==== Given data

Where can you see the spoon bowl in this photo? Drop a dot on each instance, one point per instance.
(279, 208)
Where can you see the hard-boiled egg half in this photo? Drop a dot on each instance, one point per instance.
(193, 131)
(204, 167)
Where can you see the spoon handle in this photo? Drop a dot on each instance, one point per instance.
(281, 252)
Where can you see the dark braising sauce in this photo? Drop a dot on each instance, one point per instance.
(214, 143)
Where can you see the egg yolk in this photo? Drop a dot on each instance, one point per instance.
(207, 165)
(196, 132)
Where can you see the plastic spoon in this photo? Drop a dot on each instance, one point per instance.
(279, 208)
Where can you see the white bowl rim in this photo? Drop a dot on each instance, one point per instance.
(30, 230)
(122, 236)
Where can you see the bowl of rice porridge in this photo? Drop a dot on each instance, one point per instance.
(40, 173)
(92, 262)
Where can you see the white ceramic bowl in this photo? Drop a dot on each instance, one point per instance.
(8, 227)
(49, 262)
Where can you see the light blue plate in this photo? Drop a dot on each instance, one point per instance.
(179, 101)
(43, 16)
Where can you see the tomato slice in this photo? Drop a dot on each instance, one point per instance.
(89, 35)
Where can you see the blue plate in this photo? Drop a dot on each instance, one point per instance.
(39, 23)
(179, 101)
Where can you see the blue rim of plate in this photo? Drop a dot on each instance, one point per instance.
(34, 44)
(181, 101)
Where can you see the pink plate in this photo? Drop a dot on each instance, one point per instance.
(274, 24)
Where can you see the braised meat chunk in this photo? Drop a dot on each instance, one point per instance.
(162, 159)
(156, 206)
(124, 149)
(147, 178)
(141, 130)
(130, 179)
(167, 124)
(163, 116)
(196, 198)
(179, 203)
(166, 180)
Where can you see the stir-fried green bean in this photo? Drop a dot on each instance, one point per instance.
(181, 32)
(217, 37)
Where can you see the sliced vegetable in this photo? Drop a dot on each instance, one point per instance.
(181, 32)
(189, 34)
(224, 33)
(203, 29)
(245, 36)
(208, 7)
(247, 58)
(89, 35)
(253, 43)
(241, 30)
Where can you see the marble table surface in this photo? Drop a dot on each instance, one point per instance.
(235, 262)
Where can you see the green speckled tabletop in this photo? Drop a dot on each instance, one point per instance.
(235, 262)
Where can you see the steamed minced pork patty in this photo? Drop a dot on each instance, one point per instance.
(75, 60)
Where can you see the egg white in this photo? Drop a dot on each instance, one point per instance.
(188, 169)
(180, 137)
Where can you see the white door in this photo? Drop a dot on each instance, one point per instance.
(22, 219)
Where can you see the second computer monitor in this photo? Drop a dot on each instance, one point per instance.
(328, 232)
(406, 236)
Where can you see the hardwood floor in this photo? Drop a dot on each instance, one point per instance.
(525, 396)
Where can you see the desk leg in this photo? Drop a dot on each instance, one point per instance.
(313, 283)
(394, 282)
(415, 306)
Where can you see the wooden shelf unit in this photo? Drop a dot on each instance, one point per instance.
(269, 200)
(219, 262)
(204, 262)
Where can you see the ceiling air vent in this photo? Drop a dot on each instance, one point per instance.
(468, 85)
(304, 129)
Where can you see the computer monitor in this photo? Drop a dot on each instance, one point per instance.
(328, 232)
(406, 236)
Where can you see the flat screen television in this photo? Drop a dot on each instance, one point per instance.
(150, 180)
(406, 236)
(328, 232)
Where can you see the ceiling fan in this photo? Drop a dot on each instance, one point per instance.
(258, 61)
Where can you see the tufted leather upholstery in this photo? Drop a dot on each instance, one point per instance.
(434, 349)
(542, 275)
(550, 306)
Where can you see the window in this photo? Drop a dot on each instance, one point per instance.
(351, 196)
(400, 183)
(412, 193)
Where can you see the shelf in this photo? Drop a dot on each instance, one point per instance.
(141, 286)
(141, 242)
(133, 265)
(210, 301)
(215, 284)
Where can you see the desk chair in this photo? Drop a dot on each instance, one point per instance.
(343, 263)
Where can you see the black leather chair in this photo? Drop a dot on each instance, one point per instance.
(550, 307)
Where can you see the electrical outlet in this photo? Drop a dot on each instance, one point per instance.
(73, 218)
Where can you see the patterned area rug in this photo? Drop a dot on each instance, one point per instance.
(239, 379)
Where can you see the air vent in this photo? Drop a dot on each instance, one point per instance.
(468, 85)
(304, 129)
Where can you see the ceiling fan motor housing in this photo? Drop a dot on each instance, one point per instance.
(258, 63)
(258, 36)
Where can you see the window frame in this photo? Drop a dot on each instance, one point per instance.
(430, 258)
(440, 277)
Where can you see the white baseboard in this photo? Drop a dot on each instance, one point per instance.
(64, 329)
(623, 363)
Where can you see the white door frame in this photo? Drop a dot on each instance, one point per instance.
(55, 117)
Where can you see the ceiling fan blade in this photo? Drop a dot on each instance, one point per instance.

========

- Requirement: Starting at the line that contains "Where can you see the shelf" and ending at the last line of the material, write out every line again, moving each answer point by adding 10 to both of its coordinates. Keep all other lines unchanged.

- Response to this exercise:
Where can you see the shelf in this photo? Drop a dot on each instance, one point per instance.
(151, 296)
(151, 252)
(143, 275)
(220, 311)
(225, 294)
Where can you see the desk chair in this photo? Drop a dot on each instance, one point per instance.
(353, 273)
Where can you see the black leather chair in this photo? Drop a dot on each instance, one point per instance.
(560, 317)
Where can you see the electrical outlet in this photo? Drop a dot on each instance, one point per instance.
(83, 228)
Where can you see the patterned area rug in this photo? Drop a dot on each instance, one point per instance.
(249, 389)
Where can you see the air vent in this photo? Drop a dot on each instance, one point per instance.
(478, 95)
(314, 139)
Where can you see the ceiling fan motor housing in this photo? Drop a dot on each instance, one point per instance.
(268, 73)
(268, 46)
Where can you see the window frame in this photo? Drop a dot on each instance, one point per instance.
(440, 268)
(450, 287)
Where can you see the white baseboard in this photo? Drop a dot on each instance, one point per instance.
(74, 339)
(633, 373)
Where can you see the white door frame in this photo? Drop a dot on each instance, one point per instance.
(65, 127)
Where can you see the ceiling fan blade in this photo? Drop a dot on each instance, one point per instance.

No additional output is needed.